EXCERPTED PASSAGE:
□ □ □ □ □ □ □
When the platform changed and my attributions were lost, I stopped contributing. I had no street cred anymore. I was angry.

The switch to GitHub means the same problem once again. Nice way to alienate your community, MDN. Good luck with that.



It should be possible to migrate to GitHub without losing attribution. I've seen scripts in the past that build up a Git repository from scratch, back-dating contributions and crediting them to the author.

No idea if MDN are planning to do that though.


They never did that in the past. Why start now? Entire articles I wrote from scratch... the attributed author is not me, it’s some bot.


Impossible unless you have a thorough map from MDN accounts to Github accounts in advance (because once published the repo can't really change much, especially in this case).


You don't need a map from MDN accounts to GitHub accounts. You just need email addresses.


You can use email addresses, but you can also append a profile page URL to the commit message.


Since you probably spent hundreds of hours on this, and they are apparently in violation of the license under which you contributed this work, maybe get a lawyer and send them a letter asking for your attribution to be re-instated or removal of all the mis-attributed material?

I mean Mozilla earns hundreds of millions a year and pays its CEO several millions a year, they could have well afforded to not violate your rights by spending a few dev days on writing a proper importer scripts.


But imagine how much their CV will improve!


Oh no, my internet points!


Volunteer work like that that results in visible, attributable output can become part of your resume/portfolio. You can point people to it and say, "Here are a set of articles representative of my work." Much like open source contributions (if you're not the primary maintainer of anything open source).


Those are unpaid volunteers. If Mozilla robs them attribution for work (and yes this is work), then what's left?

Specially now that they fired every single paid worker.


> Those are unpaid volunteers. If Mozilla robs them attribution for work (and yes this is work), then what's left?

Warm fuzzy feelings? The knowledge that people read your article thousands of times every day?

Honestly, while I agree that it’s a bit sad to lose the attribution, I find it hard to be sympathetic with people who get salty over losing internet points.


That’s so disingenuous.

It’s a knowledge base. It’s well designed documentation. Something that many folks in IT lack at times. Showing people you can properly document knowledge in a collaborative way helps you get hired.


Mozilla never promised them any pay in the first place


It did promise to attribute the contributions, since they are licensed under CC BY-SA.


It’s not about payment it’s about legal open source practices that help foster and protect the community.


The ability to write good tech documentation is a valuable skill. I understand the GP was upset when they lost an easy way to signal they have it to potential employers.


It's mean to make fun of people for caring about things. If people are proud of work they've done, why shouldn't they be upset when they get no credit?


I assume they could've put it on their resume and gotten something from that. Now it's just baseless claims.


If your potential employer is so skeptical of you that they don’t trust you when you tell them you wrote certain articles on MDN, they’re not likely to hire you in the first place.


If you reference work you do in your own time, I will go look at it. It’s unfair that MDN doesn’t easily make note that their contributions may have been lost to the ether.
□ □ □ □ □ □ □
SET EXERCISE:
In the discussion of lost MDN attribution above, under which license does one commenter say the contributions are licensed?

EXTRACTED DATA:
□ □ □ □ □ □ □
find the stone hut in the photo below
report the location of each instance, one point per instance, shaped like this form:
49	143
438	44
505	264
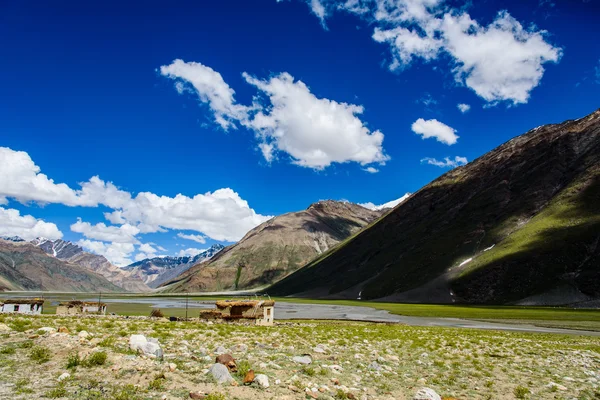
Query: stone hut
259	311
76	307
22	306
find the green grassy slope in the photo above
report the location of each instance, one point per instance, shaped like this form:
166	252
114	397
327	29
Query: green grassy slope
469	209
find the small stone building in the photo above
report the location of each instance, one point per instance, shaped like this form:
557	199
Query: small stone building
76	307
260	311
22	306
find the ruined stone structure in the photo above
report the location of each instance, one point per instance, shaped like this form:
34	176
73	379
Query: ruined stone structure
260	311
22	306
76	307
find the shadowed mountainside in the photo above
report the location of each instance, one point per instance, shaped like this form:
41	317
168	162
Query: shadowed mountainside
276	248
522	220
24	266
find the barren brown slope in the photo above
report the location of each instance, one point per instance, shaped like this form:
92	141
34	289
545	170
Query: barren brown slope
276	248
535	199
23	266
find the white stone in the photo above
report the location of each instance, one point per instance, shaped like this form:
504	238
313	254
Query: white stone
426	394
262	380
64	376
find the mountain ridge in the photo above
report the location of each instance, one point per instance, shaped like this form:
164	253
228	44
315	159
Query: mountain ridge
463	212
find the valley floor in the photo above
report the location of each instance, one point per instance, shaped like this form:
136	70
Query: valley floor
349	360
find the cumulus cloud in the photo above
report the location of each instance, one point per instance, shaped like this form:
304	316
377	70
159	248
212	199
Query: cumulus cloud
190	252
314	131
463	107
210	87
287	118
12	223
389	204
196	238
116	234
433	128
221	215
447	162
117	253
502	61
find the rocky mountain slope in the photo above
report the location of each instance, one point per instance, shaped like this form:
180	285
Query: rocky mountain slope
155	271
519	224
74	254
276	248
24	266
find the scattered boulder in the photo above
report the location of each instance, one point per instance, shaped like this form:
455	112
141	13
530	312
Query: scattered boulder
262	380
64	376
249	378
149	347
227	360
220	373
426	394
305	359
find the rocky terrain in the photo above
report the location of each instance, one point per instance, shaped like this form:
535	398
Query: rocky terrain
143	358
74	254
276	248
155	271
24	266
520	223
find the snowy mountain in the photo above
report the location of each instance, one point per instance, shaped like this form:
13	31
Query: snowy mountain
74	254
157	270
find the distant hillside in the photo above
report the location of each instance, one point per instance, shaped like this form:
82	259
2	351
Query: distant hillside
519	224
24	266
276	248
155	271
74	254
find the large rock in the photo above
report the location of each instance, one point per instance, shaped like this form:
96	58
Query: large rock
426	394
220	373
262	380
227	360
149	347
305	360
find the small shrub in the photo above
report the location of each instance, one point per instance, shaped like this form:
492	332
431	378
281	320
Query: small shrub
40	354
243	368
73	361
157	382
521	392
57	392
95	359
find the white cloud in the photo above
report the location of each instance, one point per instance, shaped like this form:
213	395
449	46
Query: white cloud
117	253
12	223
221	215
447	162
210	87
315	132
389	204
196	238
500	62
463	107
115	234
433	128
191	252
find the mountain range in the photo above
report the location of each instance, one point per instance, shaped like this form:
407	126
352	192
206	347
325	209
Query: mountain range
276	248
25	266
155	271
521	224
74	254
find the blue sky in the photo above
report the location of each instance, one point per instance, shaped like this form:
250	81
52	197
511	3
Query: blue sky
272	106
□ □ □ □ □ □ □
COMPLETE ANSWER:
CC BY-SA